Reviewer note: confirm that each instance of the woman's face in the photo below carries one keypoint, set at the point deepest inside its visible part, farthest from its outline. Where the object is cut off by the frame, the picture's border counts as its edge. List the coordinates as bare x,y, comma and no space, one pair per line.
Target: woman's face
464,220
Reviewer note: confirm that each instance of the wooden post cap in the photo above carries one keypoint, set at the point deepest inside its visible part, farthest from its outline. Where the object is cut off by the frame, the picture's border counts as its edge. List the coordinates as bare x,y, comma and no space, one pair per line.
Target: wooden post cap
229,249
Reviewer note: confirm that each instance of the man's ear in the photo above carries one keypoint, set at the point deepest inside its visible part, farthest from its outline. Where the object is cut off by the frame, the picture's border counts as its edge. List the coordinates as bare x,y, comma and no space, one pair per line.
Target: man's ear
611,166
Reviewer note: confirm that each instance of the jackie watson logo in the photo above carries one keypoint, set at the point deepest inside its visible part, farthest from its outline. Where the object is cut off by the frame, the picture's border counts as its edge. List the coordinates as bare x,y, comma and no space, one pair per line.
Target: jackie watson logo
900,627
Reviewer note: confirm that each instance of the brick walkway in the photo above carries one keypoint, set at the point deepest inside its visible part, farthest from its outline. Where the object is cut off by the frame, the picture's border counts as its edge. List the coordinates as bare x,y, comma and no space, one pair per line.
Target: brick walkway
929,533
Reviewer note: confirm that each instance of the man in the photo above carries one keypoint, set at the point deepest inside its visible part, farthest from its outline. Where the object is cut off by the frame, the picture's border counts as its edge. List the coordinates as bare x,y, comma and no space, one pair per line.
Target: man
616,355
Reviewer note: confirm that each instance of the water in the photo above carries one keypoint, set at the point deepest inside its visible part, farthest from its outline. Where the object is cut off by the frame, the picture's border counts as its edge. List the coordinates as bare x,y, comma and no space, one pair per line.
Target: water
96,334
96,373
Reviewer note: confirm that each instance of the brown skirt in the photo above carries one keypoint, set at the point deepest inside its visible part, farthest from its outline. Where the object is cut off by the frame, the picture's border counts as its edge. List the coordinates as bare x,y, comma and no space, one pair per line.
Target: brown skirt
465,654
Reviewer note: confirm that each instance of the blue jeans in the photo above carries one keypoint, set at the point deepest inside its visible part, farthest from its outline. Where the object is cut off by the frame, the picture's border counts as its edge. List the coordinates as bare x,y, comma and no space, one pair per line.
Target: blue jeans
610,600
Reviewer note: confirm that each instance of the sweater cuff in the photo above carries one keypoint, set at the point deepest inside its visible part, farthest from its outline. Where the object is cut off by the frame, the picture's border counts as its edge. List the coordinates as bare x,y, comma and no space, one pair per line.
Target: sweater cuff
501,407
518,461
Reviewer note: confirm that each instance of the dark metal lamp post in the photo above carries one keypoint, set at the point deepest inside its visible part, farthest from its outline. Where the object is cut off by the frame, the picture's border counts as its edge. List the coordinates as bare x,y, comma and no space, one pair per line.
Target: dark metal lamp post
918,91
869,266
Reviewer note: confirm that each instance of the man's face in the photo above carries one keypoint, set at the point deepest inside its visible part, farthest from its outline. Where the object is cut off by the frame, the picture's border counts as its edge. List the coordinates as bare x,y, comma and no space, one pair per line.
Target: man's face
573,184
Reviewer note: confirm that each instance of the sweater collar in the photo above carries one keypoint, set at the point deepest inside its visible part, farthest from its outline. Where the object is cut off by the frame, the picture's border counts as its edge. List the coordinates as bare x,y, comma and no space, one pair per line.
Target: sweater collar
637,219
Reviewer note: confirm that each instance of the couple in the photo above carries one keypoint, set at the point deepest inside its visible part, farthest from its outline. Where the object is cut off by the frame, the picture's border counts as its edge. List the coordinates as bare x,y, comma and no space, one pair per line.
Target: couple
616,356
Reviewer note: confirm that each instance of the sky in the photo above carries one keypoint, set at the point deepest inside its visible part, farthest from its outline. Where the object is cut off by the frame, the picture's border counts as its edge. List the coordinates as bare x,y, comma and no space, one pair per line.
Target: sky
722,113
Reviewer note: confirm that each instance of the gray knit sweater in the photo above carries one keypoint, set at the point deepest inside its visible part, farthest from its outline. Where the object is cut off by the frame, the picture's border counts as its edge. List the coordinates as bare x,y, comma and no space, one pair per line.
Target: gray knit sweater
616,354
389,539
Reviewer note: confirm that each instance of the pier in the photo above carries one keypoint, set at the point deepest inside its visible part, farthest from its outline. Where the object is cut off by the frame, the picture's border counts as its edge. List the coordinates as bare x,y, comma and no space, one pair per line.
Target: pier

▶ [The task] In full and exactly as written, repeat the data.

▶ [Solution to this exercise]
Reviewer note: confirm that each instance of the woman's face in the photo below carries one keypoint, set at the point deepest inside its visible part, farthest from its outline. Where the object is cut off by the frame, the picture's border counts as its edge. List the coordinates as bare x,y, comma and no space, one pair per line.
Target: woman's face
464,220
Reviewer note: confirm that each instance of the wooden post cap in the photo above carries one keypoint, set at the point deepest inside its visible part, farthest from its outline. Where the object is cut off by the frame, the picture's border counts as its edge. List the coordinates as bare x,y, comma and no space, one pair per line.
Target: wooden post cap
229,249
Reviewer note: confirm that each instance of the man's ear in the photo above carries one keypoint, set at the point deepest inside its visible part, farthest from its outline. Where the object is cut off by the frame, the picture's border counts as its edge. List the coordinates as bare x,y, comma and no space, one pair per line.
Target: man's ear
611,166
Reviewer note: confirm that each instance of the jackie watson logo in the photo above carries one keypoint, set at the point deepest inside its visible part, farthest from its outline. Where the object is cut off by the frame, the picture's border counts as its edge. List the coordinates as bare x,y, comma and no space, one pair per line.
Target: jackie watson logo
900,627
Reviewer note: confirm that each instance of the brick walkway in the photo above carries one keypoint, set at the point deepest inside its visible part, farthest from its outline. Where the object is cut off by the frame, the picture's border counts as its edge. List the coordinates as bare x,y, comma and no space, one pair per line.
Target: brick walkway
929,533
Reviewer note: confirm that each instance of the man in the photo above carries one keypoint, set at the point deepest inside its visible part, farthest from its outline. Where the object is cut off by the frame, the picture's border counts as its edge. List the coordinates as bare x,y, comma and no space, one pair per line.
Target: man
616,355
Reviewer note: confirm that each instance of the water in the photo above carries one keypoint, set at the point deepest inside its visible part, farthest from its outline. Where the object is cut off by the frame, the picture's border counts as its edge. List the coordinates as bare x,y, comma and no space, one pair per line.
Target: water
96,334
96,373
Reviewer note: confirm that each instance of the brown skirt in the photo above carries one keypoint, set at the point deepest inside its visible part, farthest from its outline. Where the object is cut off by the frame, the picture's border counts as its edge. List the coordinates as bare x,y, comma and no space, one pair per line.
Target: brown skirt
465,654
Reviewer note: confirm that each instance of the blue jeans in the photo above carries one keypoint, set at the point deepest inside its visible part, farthest from its outline. Where the object is cut off by the frame, the picture's border counts as its edge. List the coordinates as bare x,y, comma and no space, one pair per line.
Target: blue jeans
610,600
Reviewer note: confirm that each instance of the sweater cuff in the photo above carries one keypoint, set at the point deepest inside its visible part, farthest from its outline. Where the object is cut off by the frame, the picture's border counts as its edge. List the coordinates as bare x,y, comma and no space, one pair per line.
Target: sweater cuff
501,407
518,461
Reviewer note: confirm that each instance of the dark metal lamp post in the photo above carries one keypoint, set at the point deepest inside its visible part, farthest from its outline. Where the object is cut off by the frame, the picture's border counts as its edge. List the coordinates as bare x,y, comma and no space, one pair per line.
Target: dark metal lamp post
918,91
869,266
Reviewer note: confirm that each instance of the man's face in the photo above carries one keypoint, set at the point deepest inside its visible part, farthest from its outline. Where the object is cut off by the frame, the picture's border counts as its edge. List the coordinates as bare x,y, comma and no space, one pair per line.
Target: man's face
573,184
Reviewer note: confirm that each instance of the sweater collar in the photo above carries one keypoint, set at the point deepest inside its visible part, farthest from its outline. Where the object is cut off by the frame, the picture's border counts as its edge. List the coordinates as bare x,y, comma and no space, one pair per line.
Target: sweater collar
637,219
Reviewer note: confirm that each instance of the couple in the photo above carries one keypoint, set at the point deepest inside its visible part, farthest from its outline. Where the object is cut off by the frame, the picture's border counts as its edge. List the coordinates as bare x,y, comma and no space, one pair per line.
Target: couple
616,356
Reviewer note: confirm that each instance of the sky in the photo above carries one keypoint, set at the point deepest inside its visible part, farthest from its outline. Where the object is cut off by the frame, the picture's border counts as its edge. List the coordinates as bare x,y, comma and no space, one pair per line.
Target: sky
722,113
Reviewer note: confirm that each instance of the gray knit sweater in the photo above carries one keypoint, set at the point deepest inside its visible part, farthest from its outline. Where the object is cut off by the frame, the picture's border counts as its edge. List the coordinates as bare x,y, comma and no space, one pair per line.
Target: gray knit sweater
616,354
389,539
Reviewer note: confirm that each instance of the pier in the photo above carries one keypoint, set at the point deepest inside its visible part, farthest from its outline. Where the object is cut off by the frame, the picture's border counts as its edge. List the coordinates as bare x,y, comma and no space, one pair per line.
Target: pier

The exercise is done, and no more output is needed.